_Goal_
Extract, word for word, the portion of the data that begins with the line containing "Reviewer note: every instance of the weathered" and continues through the end of the data, with both ends included. Leave the pictures out of the answer.

_Records for this exercise_
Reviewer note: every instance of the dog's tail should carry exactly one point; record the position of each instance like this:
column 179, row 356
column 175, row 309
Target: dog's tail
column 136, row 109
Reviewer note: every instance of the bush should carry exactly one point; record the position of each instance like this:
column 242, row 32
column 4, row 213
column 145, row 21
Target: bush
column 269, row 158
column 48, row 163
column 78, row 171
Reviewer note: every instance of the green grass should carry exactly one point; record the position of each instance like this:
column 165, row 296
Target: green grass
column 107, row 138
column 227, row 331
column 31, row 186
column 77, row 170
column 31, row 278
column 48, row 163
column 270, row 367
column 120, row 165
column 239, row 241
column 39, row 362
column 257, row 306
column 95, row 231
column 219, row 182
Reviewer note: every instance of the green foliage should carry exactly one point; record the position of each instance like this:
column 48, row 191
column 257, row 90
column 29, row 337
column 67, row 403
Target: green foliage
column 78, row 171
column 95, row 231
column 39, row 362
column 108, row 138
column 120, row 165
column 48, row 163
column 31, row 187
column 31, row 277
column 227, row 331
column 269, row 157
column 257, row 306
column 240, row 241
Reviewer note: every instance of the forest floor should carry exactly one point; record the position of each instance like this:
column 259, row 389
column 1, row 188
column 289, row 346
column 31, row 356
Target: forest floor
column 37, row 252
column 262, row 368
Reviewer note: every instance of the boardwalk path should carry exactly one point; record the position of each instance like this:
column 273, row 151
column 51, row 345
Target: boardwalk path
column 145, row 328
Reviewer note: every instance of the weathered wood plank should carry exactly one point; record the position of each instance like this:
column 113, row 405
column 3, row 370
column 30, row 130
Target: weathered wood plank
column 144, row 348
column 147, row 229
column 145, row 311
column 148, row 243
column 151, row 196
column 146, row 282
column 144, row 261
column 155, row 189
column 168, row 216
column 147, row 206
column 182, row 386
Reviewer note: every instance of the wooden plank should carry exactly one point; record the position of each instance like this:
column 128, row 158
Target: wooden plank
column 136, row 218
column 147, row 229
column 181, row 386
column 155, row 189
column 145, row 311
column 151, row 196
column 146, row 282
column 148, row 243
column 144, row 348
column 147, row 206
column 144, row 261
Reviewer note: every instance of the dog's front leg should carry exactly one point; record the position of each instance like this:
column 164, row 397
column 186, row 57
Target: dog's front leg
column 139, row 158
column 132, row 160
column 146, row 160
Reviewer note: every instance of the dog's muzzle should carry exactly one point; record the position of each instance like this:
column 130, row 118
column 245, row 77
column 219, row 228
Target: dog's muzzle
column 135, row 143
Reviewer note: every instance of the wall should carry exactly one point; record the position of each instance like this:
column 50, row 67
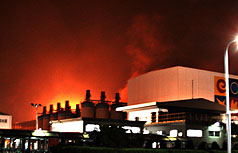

_Task result_
Reviewer note: every instance of the weathered wood plank should carry exactly one point; record the position of each instance like this:
column 113, row 405
column 3, row 370
column 30, row 130
Target: weathered wood plank
column 144, row 348
column 147, row 229
column 145, row 311
column 148, row 243
column 151, row 196
column 146, row 282
column 144, row 261
column 155, row 189
column 168, row 216
column 147, row 206
column 182, row 386
Reviewer note: every instance of the wooden plank should carry exactly one point; record the position of each instance like this:
column 128, row 158
Target: wooden plank
column 136, row 218
column 147, row 229
column 181, row 386
column 155, row 189
column 145, row 311
column 151, row 196
column 146, row 282
column 148, row 243
column 144, row 348
column 147, row 206
column 144, row 261
Reviewer note: every instance of the dog's front leg should carry exactly one point; record the position of each instance like this:
column 164, row 397
column 186, row 57
Target: dog's front leg
column 139, row 158
column 132, row 160
column 146, row 160
Reviewer note: every instance of the dog's muzzle should carry exactly one point; record the position of each instance like this:
column 130, row 118
column 245, row 77
column 219, row 228
Target: dog's muzzle
column 135, row 143
Reviewer note: every instance of the wall should carry exactly one point; record the position of each instance like this:
column 50, row 67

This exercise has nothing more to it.